(Recorded data)
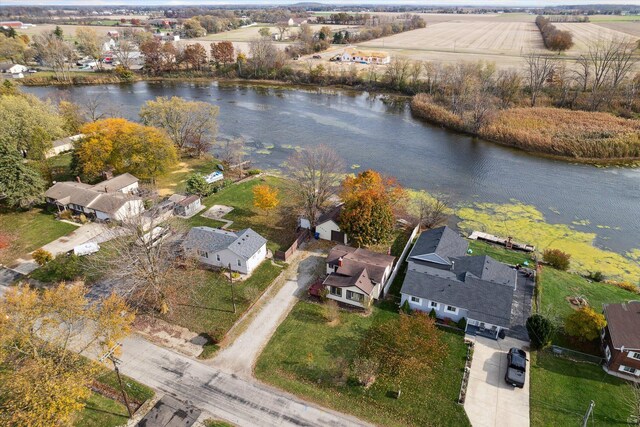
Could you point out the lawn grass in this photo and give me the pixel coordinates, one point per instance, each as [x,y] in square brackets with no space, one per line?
[101,411]
[175,180]
[561,390]
[28,231]
[240,196]
[209,307]
[307,357]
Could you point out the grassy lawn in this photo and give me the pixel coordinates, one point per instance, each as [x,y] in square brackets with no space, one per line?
[209,308]
[175,181]
[27,231]
[244,215]
[307,357]
[561,390]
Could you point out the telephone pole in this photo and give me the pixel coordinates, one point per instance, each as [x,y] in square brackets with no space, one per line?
[110,355]
[233,296]
[589,413]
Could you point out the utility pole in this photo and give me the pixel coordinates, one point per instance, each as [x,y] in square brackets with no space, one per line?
[589,413]
[233,296]
[110,355]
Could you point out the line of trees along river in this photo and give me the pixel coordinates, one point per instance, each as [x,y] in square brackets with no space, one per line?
[374,131]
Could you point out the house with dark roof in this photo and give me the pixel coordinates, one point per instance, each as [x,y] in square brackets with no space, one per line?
[328,225]
[356,276]
[111,199]
[242,251]
[442,277]
[621,340]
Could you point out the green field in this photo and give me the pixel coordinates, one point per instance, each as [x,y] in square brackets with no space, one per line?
[244,214]
[209,306]
[307,357]
[27,231]
[561,390]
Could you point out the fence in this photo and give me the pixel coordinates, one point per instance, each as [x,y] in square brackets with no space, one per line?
[284,255]
[398,265]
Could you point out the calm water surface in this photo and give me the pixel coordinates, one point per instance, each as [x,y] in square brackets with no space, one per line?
[379,132]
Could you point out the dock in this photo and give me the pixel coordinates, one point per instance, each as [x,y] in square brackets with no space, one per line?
[507,243]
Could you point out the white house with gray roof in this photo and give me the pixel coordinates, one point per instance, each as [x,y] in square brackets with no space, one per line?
[442,277]
[242,250]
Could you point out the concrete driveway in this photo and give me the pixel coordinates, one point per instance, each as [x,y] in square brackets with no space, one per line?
[490,402]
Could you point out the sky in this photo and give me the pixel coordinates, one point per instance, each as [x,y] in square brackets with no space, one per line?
[523,3]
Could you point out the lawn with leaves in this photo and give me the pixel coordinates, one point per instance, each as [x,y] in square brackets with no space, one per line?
[561,390]
[308,357]
[209,306]
[26,231]
[274,226]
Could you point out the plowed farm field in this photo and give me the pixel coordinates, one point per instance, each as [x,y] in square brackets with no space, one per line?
[510,38]
[585,33]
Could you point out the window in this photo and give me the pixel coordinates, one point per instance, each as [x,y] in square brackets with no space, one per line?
[355,296]
[628,369]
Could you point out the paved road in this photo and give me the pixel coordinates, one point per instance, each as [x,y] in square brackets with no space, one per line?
[490,402]
[240,357]
[242,402]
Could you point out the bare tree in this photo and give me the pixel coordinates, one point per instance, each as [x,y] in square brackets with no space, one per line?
[143,262]
[539,69]
[54,52]
[315,174]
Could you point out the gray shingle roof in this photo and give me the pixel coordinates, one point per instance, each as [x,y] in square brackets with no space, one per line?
[486,301]
[243,243]
[443,242]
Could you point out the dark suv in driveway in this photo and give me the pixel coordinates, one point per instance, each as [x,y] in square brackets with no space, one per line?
[516,367]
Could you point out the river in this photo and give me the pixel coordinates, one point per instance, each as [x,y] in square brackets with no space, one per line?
[378,132]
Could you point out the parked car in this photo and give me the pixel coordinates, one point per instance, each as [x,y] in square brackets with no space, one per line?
[516,367]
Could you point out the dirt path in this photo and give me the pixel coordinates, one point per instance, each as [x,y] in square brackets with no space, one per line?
[262,321]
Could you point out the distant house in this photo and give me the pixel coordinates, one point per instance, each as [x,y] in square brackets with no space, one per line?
[296,22]
[363,56]
[113,199]
[63,145]
[443,278]
[328,227]
[242,251]
[621,340]
[187,205]
[10,68]
[356,276]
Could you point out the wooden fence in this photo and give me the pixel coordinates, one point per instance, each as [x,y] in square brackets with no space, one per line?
[284,255]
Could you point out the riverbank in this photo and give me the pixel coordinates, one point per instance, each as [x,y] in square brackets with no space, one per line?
[570,135]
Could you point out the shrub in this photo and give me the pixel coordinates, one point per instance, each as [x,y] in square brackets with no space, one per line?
[585,324]
[557,259]
[41,256]
[462,323]
[540,330]
[405,307]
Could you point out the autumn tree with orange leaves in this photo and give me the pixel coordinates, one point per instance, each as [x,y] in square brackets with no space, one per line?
[124,146]
[265,197]
[45,337]
[369,199]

◆ Activity:
Your copy should restate every record word for word and contain no pictures.

◆ Answer to this task:
Could you point out the lawn grass in this photo and give me the pixel coordinates, one point per instance, each as [x,y] in square brackets with no space, one per line?
[101,411]
[175,180]
[561,390]
[28,231]
[240,196]
[209,307]
[307,357]
Could you point out the grassy lawn in this photo and give me the pixel coordinates, one point per instance, each as [x,y] in square brackets with no space, one per line?
[209,308]
[175,181]
[27,231]
[244,215]
[307,357]
[561,390]
Could you point out the telephone pole in this photo and give me the pixel coordinates, one point per instance, each as [x,y] in square brackets with no space, one per line?
[110,355]
[233,296]
[589,413]
Could you point out the utility pole in this photo and give me the pixel coordinates, one point per instance, each as [x,y] in square brackets with no space, one per line?
[589,413]
[233,296]
[110,355]
Could you point out the line of trees along river in this photo and give me the pixel coordinates, one point per instance, each as [x,y] in square brackets with no space, one per line?
[374,131]
Could you point out the house with dark roof in this photo and give me the pixel coordinates, one point per instance, each as [x,y] in square brackets with no space, one per line?
[328,225]
[356,276]
[111,199]
[242,251]
[442,277]
[621,340]
Could you point out the green field in this photo and give me the pixel coordinates, one point per instance, each as [x,y] in square brackets with no space, one per line?
[244,214]
[209,306]
[307,357]
[27,231]
[561,390]
Could you point out the fence in this photo and give me the pixel coordinates, one point per instance, each as [x,y] in square brackets with no space, one per line?
[284,255]
[398,265]
Could you point out the calm water surface in this photo and give me the pixel coordinates, one point per instance, each as [x,y] in square brackets with no space, one per line?
[379,132]
Could you point out the dock in this photo and give me the pixel coordinates, one point per instance, each as [x,y] in square brackets with no space, one per line?
[507,243]
Could you point out the white house with gray roof in this photo and give me the pixel coordinates, one point per instance, each as [x,y] in square brackets with no space, one per line?
[442,277]
[242,250]
Could you point out the concrete driveway in this photo and give me the pixel coordinates, one point per instance, each as [x,y] in square brackets with no space, one per line?
[490,402]
Could you point out the sky in this photo and give me the pixel coordinates, one point per instance, each as [x,y] in square brackets with no space, one per line?
[523,3]
Could you point out the lawn with leaves in this photo and give me the pixel coordinates, one point per instance, each as [x,y] in square brackets with no space, one per line?
[561,390]
[308,357]
[209,306]
[26,231]
[274,226]
Could you point out the plowed farm field in this photo and give me the pixel coordinates, one point per instance, each as [x,y] in square brackets with no space, one per line?
[510,38]
[585,33]
Could you point out the window in this photo and give me the pixel coordinates, one point per instance, each as [x,y] in square brackets with no space, one per line?
[355,296]
[628,369]
Could you point out the paved road in this photo and give me the pixel coordinates, one point per instance, each as [x,y] in square brackets with no space, one per line?
[490,402]
[240,357]
[242,402]
Could you point out the bare tree in this photo and give me the pixel coordinates, one point per instance, each as [x,y] in square brackets with no space, one per line?
[143,262]
[539,69]
[54,52]
[315,174]
Could you point out the gray shingle roof in this photo and give me the pixel coordinates, one point per instance, each as [x,y] in square brackets with no space, one per line?
[486,301]
[243,243]
[443,242]
Could you point out the dark suv in driveway in this photo and give me the pixel coordinates, one point per instance, each as [x,y] in square brackets with no space, one per line?
[516,367]
Could you point out the river in this photo and give me the pixel coordinates, one point per instance, each as [x,y] in square brackets with no space, one per line?
[378,132]
Could you point out the parked car in this photo and give me the pixel coordinates, one point per instance, each as [x,y] in square brackets with no space, one per line?
[516,367]
Could you point out the dirt path in this photo and give me the pixel coordinates, one point per instance, each as [x,y] in square brackets with no space, one per line?
[262,321]
Could you point out the distant house in this photo and give me the pixel coordinates, one point per instance, each as [x,y] in square brackets with no space, one per line?
[296,22]
[363,56]
[113,199]
[63,145]
[443,278]
[328,227]
[242,251]
[621,340]
[187,205]
[10,68]
[356,276]
Could you point out the wooden fence in this photo and give me the pixel coordinates, one point per instance, each as [x,y] in square brackets with no space, one per line?
[284,255]
Could you point out the riverbank in this photo and give me the pixel coordinates, one point per instance, each as [x,y] in square brackets with no space, one per line?
[570,135]
Could you point out the shrub in this photo and give me the pixel coordinates, one point per instance, each as [x,y] in square brackets with no space, one per line?
[585,324]
[557,259]
[41,256]
[462,323]
[540,330]
[405,307]
Could you point out the autumn tree with orange leaves in this photo and give me the pixel coordinates, one point per instance, each as [x,y] in square brackets with no space, one per line?
[124,146]
[265,197]
[45,337]
[369,199]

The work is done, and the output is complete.